[Saved records]
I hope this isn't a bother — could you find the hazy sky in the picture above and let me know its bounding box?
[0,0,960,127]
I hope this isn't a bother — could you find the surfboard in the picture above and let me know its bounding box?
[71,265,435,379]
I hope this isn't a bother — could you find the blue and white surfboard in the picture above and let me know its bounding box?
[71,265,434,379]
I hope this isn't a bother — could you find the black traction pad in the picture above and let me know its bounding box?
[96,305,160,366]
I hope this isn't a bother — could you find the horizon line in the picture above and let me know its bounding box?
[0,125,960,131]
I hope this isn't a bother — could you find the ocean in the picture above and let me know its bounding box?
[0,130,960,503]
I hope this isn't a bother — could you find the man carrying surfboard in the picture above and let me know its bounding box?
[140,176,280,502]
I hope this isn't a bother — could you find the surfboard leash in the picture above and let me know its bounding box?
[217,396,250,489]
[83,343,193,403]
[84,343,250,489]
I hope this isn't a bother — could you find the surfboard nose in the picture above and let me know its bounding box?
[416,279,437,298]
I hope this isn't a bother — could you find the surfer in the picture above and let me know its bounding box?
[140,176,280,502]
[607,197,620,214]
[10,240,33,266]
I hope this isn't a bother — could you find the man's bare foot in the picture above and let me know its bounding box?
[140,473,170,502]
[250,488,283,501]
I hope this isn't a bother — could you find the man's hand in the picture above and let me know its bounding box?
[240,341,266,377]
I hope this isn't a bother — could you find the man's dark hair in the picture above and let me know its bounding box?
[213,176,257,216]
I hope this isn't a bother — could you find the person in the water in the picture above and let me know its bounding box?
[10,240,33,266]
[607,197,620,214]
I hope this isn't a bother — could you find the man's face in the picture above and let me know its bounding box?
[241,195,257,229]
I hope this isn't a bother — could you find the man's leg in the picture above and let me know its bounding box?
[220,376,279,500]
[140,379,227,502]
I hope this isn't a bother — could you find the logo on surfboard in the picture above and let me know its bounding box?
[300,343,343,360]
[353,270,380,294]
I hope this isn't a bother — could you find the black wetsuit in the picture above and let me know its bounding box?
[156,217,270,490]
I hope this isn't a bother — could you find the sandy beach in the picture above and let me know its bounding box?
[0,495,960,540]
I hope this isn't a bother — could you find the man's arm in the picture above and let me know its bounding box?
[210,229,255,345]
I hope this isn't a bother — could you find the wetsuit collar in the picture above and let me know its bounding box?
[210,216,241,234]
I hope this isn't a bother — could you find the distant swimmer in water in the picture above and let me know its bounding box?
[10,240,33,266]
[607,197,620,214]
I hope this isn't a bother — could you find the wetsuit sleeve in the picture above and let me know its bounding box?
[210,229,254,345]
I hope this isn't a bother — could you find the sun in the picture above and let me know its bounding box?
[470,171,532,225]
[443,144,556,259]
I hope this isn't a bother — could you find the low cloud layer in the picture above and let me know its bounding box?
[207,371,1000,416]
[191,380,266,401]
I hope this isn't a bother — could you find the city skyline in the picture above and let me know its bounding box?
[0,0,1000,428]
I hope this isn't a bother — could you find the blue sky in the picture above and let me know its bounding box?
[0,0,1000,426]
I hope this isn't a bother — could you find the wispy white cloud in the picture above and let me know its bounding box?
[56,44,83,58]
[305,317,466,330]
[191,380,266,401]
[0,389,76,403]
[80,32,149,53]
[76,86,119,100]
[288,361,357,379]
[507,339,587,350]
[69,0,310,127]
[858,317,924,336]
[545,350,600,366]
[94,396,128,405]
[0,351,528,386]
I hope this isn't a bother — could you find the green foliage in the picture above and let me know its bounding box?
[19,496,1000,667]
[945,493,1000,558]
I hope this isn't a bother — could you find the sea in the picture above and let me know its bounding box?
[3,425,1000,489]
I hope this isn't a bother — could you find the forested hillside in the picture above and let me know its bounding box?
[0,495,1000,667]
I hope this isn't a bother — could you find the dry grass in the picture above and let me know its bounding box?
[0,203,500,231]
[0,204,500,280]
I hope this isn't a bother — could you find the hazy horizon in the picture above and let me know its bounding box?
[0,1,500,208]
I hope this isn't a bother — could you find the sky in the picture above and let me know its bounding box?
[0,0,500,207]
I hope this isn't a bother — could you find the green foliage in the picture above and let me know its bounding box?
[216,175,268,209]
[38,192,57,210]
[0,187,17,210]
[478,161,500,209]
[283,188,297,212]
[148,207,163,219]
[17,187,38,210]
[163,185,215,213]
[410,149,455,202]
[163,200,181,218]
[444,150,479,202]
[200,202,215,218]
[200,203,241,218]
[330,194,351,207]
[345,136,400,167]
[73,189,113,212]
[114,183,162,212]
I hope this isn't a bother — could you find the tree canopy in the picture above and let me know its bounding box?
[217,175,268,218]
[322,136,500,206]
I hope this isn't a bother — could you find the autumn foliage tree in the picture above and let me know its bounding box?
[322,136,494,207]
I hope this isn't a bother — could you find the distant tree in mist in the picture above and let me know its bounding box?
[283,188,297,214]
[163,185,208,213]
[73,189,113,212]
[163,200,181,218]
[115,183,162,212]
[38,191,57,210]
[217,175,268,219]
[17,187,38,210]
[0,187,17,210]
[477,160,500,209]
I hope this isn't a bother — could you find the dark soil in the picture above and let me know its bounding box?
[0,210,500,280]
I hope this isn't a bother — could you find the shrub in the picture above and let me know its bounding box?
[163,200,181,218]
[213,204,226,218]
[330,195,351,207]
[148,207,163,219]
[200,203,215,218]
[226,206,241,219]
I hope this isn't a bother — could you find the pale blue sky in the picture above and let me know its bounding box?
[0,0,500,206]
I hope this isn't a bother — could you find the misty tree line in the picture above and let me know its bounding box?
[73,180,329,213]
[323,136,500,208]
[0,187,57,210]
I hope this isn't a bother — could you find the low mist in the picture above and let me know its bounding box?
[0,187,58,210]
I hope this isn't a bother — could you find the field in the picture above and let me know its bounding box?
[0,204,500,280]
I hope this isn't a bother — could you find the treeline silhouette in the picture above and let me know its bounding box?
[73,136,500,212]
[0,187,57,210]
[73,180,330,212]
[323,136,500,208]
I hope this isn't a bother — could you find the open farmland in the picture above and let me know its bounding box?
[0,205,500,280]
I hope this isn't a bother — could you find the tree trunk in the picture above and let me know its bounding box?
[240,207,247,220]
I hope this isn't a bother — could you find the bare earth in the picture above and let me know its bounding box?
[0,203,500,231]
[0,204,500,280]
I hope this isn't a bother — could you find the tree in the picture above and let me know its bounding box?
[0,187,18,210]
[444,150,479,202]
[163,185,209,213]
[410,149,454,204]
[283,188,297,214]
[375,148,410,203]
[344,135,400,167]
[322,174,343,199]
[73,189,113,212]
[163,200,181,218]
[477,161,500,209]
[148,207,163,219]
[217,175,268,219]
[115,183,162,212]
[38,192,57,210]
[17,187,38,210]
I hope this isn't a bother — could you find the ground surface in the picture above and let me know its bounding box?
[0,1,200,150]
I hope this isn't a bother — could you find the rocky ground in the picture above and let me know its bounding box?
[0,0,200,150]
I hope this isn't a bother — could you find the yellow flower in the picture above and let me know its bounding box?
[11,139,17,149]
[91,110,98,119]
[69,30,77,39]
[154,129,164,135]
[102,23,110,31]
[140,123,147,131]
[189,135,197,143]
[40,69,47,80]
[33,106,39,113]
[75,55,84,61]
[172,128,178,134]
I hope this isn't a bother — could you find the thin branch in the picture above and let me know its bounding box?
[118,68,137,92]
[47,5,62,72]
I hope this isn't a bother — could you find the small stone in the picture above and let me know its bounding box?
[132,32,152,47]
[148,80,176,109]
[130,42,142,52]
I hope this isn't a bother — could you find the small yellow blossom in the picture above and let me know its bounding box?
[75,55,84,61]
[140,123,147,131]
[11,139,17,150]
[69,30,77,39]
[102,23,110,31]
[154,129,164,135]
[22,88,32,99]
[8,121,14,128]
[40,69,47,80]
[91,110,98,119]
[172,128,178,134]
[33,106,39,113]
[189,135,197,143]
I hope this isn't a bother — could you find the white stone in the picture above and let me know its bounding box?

> [Stated exercise] How many lines in the listing above contain the word "small"? Reply with the number alone.

> [Task result] 2